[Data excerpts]
···

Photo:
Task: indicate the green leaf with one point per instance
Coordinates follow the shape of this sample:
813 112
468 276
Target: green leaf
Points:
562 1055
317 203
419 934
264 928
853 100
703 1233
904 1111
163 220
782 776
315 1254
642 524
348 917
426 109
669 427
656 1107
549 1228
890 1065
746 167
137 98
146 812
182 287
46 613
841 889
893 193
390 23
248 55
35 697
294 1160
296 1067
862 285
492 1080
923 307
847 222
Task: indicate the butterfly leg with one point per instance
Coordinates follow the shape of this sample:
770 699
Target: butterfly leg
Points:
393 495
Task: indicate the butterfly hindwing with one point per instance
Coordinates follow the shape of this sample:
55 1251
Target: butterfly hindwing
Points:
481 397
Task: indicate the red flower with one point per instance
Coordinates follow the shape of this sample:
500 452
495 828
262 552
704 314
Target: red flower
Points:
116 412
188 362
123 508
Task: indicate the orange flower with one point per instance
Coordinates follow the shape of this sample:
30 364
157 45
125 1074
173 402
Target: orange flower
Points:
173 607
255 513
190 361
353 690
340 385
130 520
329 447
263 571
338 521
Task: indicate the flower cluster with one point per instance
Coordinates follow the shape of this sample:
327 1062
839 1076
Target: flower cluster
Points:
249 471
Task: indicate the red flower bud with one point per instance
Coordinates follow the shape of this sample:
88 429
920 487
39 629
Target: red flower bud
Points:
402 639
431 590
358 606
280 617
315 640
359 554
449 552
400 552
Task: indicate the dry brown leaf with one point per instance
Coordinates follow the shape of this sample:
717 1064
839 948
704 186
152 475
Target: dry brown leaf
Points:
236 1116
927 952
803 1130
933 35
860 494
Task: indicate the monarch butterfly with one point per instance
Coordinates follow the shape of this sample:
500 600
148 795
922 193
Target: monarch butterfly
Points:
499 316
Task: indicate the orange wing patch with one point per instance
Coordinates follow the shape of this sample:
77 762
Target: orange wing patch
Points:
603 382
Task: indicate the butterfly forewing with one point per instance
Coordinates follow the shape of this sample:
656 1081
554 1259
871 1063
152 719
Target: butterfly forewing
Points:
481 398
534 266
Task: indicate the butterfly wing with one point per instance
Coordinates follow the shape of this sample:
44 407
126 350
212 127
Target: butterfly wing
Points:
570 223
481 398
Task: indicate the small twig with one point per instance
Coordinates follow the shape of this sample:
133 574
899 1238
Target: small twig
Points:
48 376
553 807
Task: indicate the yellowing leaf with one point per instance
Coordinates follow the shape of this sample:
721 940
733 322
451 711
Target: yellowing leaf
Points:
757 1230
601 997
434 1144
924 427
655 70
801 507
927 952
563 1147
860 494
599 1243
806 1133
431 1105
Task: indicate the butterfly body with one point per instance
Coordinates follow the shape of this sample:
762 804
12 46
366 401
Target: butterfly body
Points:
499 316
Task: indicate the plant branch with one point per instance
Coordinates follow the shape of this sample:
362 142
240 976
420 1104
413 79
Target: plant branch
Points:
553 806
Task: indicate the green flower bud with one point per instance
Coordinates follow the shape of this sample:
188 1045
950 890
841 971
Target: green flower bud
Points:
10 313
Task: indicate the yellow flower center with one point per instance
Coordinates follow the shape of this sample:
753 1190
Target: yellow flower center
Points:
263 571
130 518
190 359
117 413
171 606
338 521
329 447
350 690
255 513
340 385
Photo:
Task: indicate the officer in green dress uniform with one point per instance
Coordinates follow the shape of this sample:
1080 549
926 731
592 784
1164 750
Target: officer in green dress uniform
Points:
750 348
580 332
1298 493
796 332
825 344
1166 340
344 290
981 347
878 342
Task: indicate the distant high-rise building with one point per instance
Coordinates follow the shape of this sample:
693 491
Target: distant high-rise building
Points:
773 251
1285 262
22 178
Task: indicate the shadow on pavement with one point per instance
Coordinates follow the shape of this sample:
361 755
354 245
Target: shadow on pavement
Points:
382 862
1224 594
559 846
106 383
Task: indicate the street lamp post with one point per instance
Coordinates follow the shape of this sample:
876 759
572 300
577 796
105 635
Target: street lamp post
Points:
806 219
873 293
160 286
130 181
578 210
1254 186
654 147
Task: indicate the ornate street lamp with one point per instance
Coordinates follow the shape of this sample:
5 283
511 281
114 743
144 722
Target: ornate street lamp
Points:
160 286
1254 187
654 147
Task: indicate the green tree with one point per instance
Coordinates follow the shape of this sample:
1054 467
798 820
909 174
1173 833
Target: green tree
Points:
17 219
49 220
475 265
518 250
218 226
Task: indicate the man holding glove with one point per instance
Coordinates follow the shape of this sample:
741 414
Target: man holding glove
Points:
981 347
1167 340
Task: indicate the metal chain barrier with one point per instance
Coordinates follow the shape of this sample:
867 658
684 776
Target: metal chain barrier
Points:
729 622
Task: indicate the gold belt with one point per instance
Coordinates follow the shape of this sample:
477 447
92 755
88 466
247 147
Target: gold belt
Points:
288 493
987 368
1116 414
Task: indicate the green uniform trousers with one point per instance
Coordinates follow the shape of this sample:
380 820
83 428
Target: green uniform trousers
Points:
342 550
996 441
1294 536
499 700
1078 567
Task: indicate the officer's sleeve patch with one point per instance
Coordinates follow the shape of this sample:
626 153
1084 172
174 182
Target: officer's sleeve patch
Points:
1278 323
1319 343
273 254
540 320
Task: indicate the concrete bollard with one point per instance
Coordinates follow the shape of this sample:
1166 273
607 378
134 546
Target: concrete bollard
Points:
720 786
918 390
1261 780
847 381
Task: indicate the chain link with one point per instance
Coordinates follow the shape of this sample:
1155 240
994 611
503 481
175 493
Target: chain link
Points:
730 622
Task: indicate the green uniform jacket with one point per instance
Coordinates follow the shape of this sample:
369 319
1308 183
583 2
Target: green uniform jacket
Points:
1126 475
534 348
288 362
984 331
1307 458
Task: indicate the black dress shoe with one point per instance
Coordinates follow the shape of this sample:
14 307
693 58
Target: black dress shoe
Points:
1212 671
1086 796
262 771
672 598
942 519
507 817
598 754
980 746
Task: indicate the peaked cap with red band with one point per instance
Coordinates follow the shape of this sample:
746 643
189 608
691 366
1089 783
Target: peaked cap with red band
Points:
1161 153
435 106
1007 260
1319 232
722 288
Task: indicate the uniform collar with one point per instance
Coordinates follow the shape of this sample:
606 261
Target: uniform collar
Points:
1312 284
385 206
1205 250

···

From the records above, extract each line exactly as shown.

YOUR SOLUTION:
Photo:
Task: indicate the green leaf with one point per instance
Coordinates follow the shape of this sample:
813 112
468 276
Target: green leaf
Points:
562 1055
317 203
419 934
264 928
853 100
703 1233
904 1111
163 220
782 776
315 1254
642 524
348 917
426 109
669 427
656 1107
549 1228
890 1065
746 167
137 98
146 812
182 287
46 613
841 889
893 193
390 23
248 55
35 697
294 1160
296 1067
862 285
492 1080
923 307
847 222
Task: indicate the butterfly leg with one point per instance
Coordinates follow the shape of this sample:
770 699
Target: butterfly leg
Points:
393 495
Task: indicate the butterfly hindwing with one point per instance
Coordinates follow the shape of this sample:
55 1251
Target: butterfly hindwing
Points:
481 397
Task: indicate the red flower with one point per instance
Coordinates follow the shape of this sample:
500 452
495 828
262 552
704 314
Target: red flower
Points:
116 412
188 362
123 508
Task: indicate the orange flower with one point per instance
Coordinates follow the shape of this sample:
30 364
157 45
125 1074
173 402
Target: orange flower
Points:
173 607
255 513
190 361
353 690
340 385
130 520
329 447
263 571
338 521
Task: indicate the flower cluster with one point per instance
Coordinates follow the shape of this sample:
327 1062
839 1076
Target: flower cluster
Points:
249 471
Task: indicate the red flower bud with one point per instance
Coordinates follow the shape of this sample:
88 429
920 487
39 629
Target: red flower bud
Points:
402 639
431 590
358 606
280 617
315 640
359 554
449 552
400 552
Task: indicate the dry brown leaf with one point per instance
Coordinates follow the shape of this sample:
717 1064
839 948
704 186
152 475
Target: dry brown leaf
Points:
236 1116
927 952
803 1130
933 35
860 494
Task: indicate the monarch butterfly with one point per instance
Coordinates follow the shape of this sample:
500 600
148 795
922 193
Target: monarch butterfly
Points:
499 316
Task: indicate the orange wing patch with one point per instance
Coordinates follow the shape of this sample:
77 762
Target: orange wing patch
Points:
603 382
Task: indicate the butterfly forewing with one point per instance
Coordinates follow the shape of this sample:
656 1081
554 1259
871 1063
152 719
Target: butterfly forewing
Points:
481 398
534 266
Task: indicate the butterfly wing with one point per instance
Coordinates follow the shape of this sample:
44 407
126 350
212 127
Target: butterfly wing
Points:
570 223
481 398
Task: indicate the small twig with one point per instance
Coordinates follow the shape of this sample:
133 574
899 1238
Target: small twig
Points:
48 376
553 807
Task: indicate the yellowing leaf with one point per instance
Coordinates follow the shape of this sample:
721 940
733 322
451 711
Target: yellowing leaf
Points:
757 1230
601 997
434 1144
924 427
655 70
801 507
927 952
563 1147
860 494
599 1243
806 1133
431 1105
Task: indicate the butterfly body with one point per instance
Coordinates follow the shape of this sample:
762 804
12 46
366 401
Target: butterfly body
Points:
499 316
Task: indicate the plant branch with one point per instance
Coordinates follow the shape of this sample:
362 142
240 976
420 1104
413 79
Target: plant branch
Points:
553 806
Task: indicate the green flower bud with one point per instance
Coordinates follow the shape of this sample:
188 1045
950 890
841 971
Target: green flower bud
Points:
10 313
Task: indicate the yellow flower center with one point per instance
Coordinates follow the shape of this sample:
753 1190
Target: yellow flower center
Points:
263 571
130 518
190 359
117 413
171 606
338 521
329 447
350 690
255 513
340 385
Photo:
Task: indicate the officer in green dress uniform with one point per instance
Coordinates follow the shape of this sample:
1080 549
926 731
592 784
1164 750
Target: officer in green dress uniform
Points:
750 348
580 332
1298 493
796 332
825 344
1166 340
344 290
981 347
878 342
Task: indicate the distant high-rise building with one point per instance
Coordinates follow the shape of this sample:
693 491
Target: distant high-rise building
Points:
773 251
1285 262
22 178
Task: indicate the shadow on pavement with one point per instance
Coordinates follow the shape of this sample:
361 755
354 245
Target: shadow on pavement
Points:
382 862
1224 594
559 846
106 383
Task: indicate the street lamp post with one point per instance
Coordinates follow the shape of this sample:
876 759
572 300
577 796
105 635
Target: street lamp post
Points:
806 219
873 293
160 286
130 181
578 210
1254 186
654 147
Task: indicate the ornate street lamp with one point per instance
Coordinates follow the shape of this sample:
5 283
511 281
114 743
144 722
Target: ornate street lamp
Points:
160 286
1254 187
654 147
Task: indicate the green tree with one point per instance
Coordinates follow the shape of this sample:
1054 467
798 820
909 174
1173 833
Target: green tree
Points:
17 219
49 220
475 265
518 250
218 226
Task: indicate the man holding glove with one point per instance
Coordinates follow the shape of this sample:
741 414
Target: man holding glove
Points:
981 347
1167 340
Task: indicate the metal chain barrier with one point per instance
Coordinates follow the shape of this sample:
867 658
684 776
Target: metal chain barrier
Points:
729 622
Task: indicate the gold belt with one point per instance
Coordinates follow the shape of this sample:
477 447
92 755
88 466
247 147
Target: gold belt
Points:
288 493
987 368
1116 414
Task: indicate the green uniform trousers with one point per instance
Coordinates follow the shape of this sample:
380 820
83 428
Target: green uniform trousers
Points:
342 550
996 441
1294 536
499 700
1078 567
Task: indicate the officer's sleeve patch with one point per instance
Coordinates follow the shape of this sample:
626 153
1084 172
174 182
Target: officer's sleeve patch
Points:
1278 323
1319 343
273 254
540 320
Task: indicate the concrete bollard with one point per instance
Coordinates follow the shape of this sample:
1166 273
607 378
134 546
Target: concrete bollard
Points:
720 786
918 390
1261 780
847 381
Task: indicate the chain link with one point per instance
Coordinates follow the shape of this sample:
1155 240
994 611
503 481
175 493
Target: chain link
Points:
730 622
Task: indicate the green uniform jacket with one point per instance
Coordinates follow the shape of this sample:
369 319
1308 183
583 2
Target: green uniform jacket
Points:
1126 475
534 348
288 362
984 331
1307 458
Task: indicate the black dress shoe with one point per instance
Coordinates follow the shape of this sample:
14 307
693 58
Target: black dress shoe
Points:
1212 671
1086 796
262 771
672 598
942 519
507 817
598 754
980 746
Task: indicate the peaked cap with red band with one point per instance
Coordinates follow the shape of this sample:
746 643
189 608
691 366
1089 783
Target: peaked cap with red band
Points:
1161 153
435 106
1007 260
1319 232
722 288
Task: indicate the uniform collar with one point per instance
Coordinates follow the shape of this sample:
606 261
Target: uniform collar
Points:
1312 284
385 206
1205 250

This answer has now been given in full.